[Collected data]
┏━━
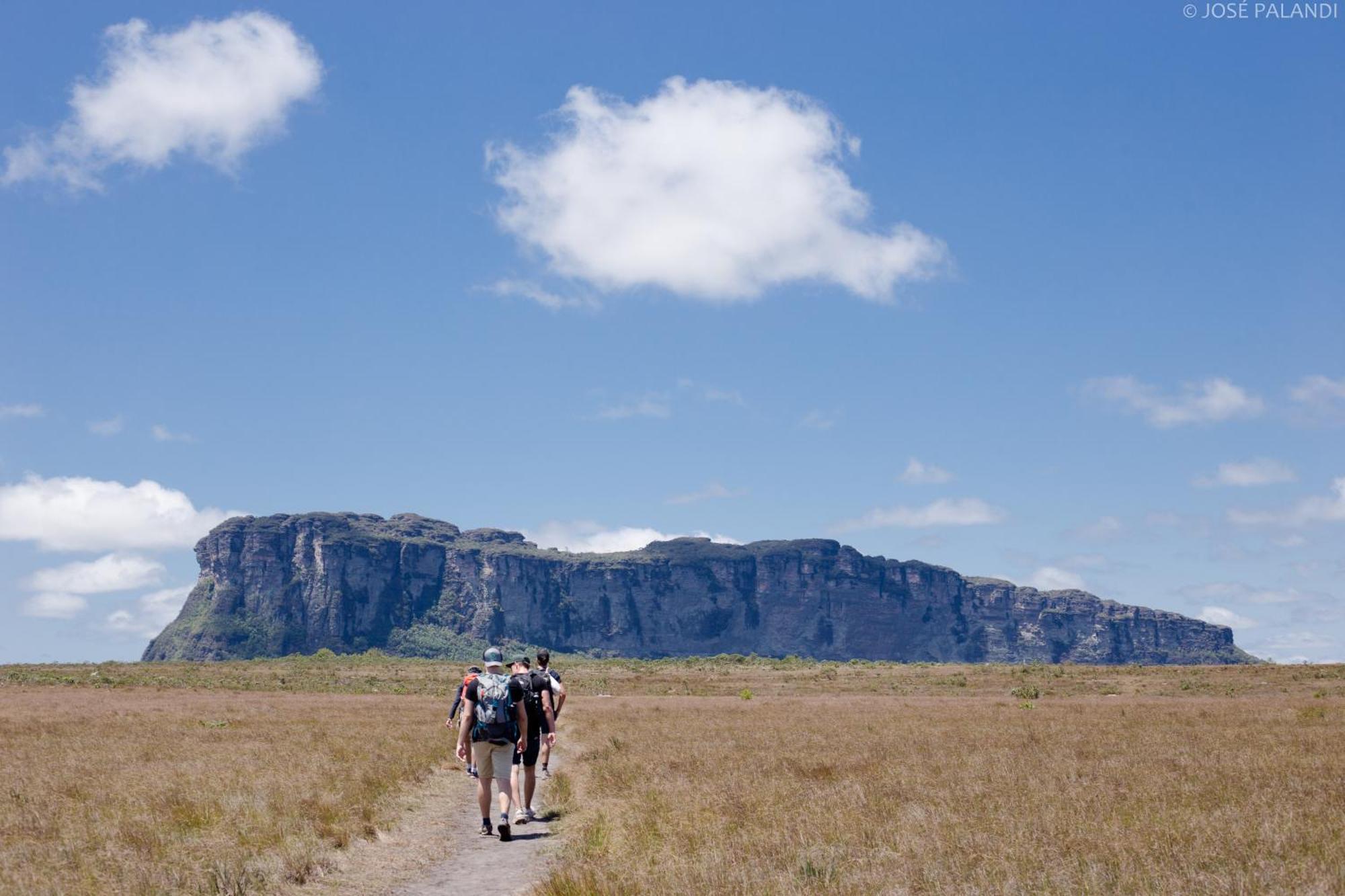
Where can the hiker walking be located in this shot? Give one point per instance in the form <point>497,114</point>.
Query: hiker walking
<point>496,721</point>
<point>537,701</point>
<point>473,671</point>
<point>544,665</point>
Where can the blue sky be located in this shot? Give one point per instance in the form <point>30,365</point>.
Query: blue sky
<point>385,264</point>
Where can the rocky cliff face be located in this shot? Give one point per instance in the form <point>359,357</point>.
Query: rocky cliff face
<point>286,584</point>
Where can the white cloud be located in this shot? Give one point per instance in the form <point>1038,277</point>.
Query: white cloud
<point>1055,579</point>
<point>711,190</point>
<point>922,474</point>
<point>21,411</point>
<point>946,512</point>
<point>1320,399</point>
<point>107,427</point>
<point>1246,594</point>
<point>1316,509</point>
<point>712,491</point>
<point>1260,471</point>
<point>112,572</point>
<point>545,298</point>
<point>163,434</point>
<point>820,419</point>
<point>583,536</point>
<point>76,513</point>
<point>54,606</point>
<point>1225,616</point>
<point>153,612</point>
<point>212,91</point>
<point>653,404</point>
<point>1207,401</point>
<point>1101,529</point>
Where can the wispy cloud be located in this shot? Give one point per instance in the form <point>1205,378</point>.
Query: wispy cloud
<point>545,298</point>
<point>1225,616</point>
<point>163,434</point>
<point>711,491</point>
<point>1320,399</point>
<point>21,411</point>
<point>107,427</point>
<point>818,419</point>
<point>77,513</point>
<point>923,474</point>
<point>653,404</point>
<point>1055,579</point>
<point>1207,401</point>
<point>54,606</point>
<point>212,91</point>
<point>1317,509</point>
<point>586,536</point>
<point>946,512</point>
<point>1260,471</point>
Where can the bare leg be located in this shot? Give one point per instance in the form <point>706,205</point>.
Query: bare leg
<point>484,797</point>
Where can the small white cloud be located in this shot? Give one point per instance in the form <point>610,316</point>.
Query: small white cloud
┗━━
- PROBLEM STATEMENT -
From the entries above, return exactly the line containing "Where can the wispy", the line containing "Where can the bare", and all lines between, and nothing else.

- THE COMPLETED TASK -
Where can the wispy cloud be located in this shot? Give one point per instance in the form <point>1205,378</point>.
Query: wispy cloud
<point>545,298</point>
<point>1225,616</point>
<point>163,434</point>
<point>711,491</point>
<point>1320,399</point>
<point>21,411</point>
<point>107,427</point>
<point>818,419</point>
<point>77,513</point>
<point>923,474</point>
<point>653,404</point>
<point>1055,579</point>
<point>1207,401</point>
<point>54,606</point>
<point>212,91</point>
<point>1317,509</point>
<point>586,536</point>
<point>946,512</point>
<point>1260,471</point>
Where can the bare leg be located in this shot? Give one point per instance in the form <point>706,205</point>.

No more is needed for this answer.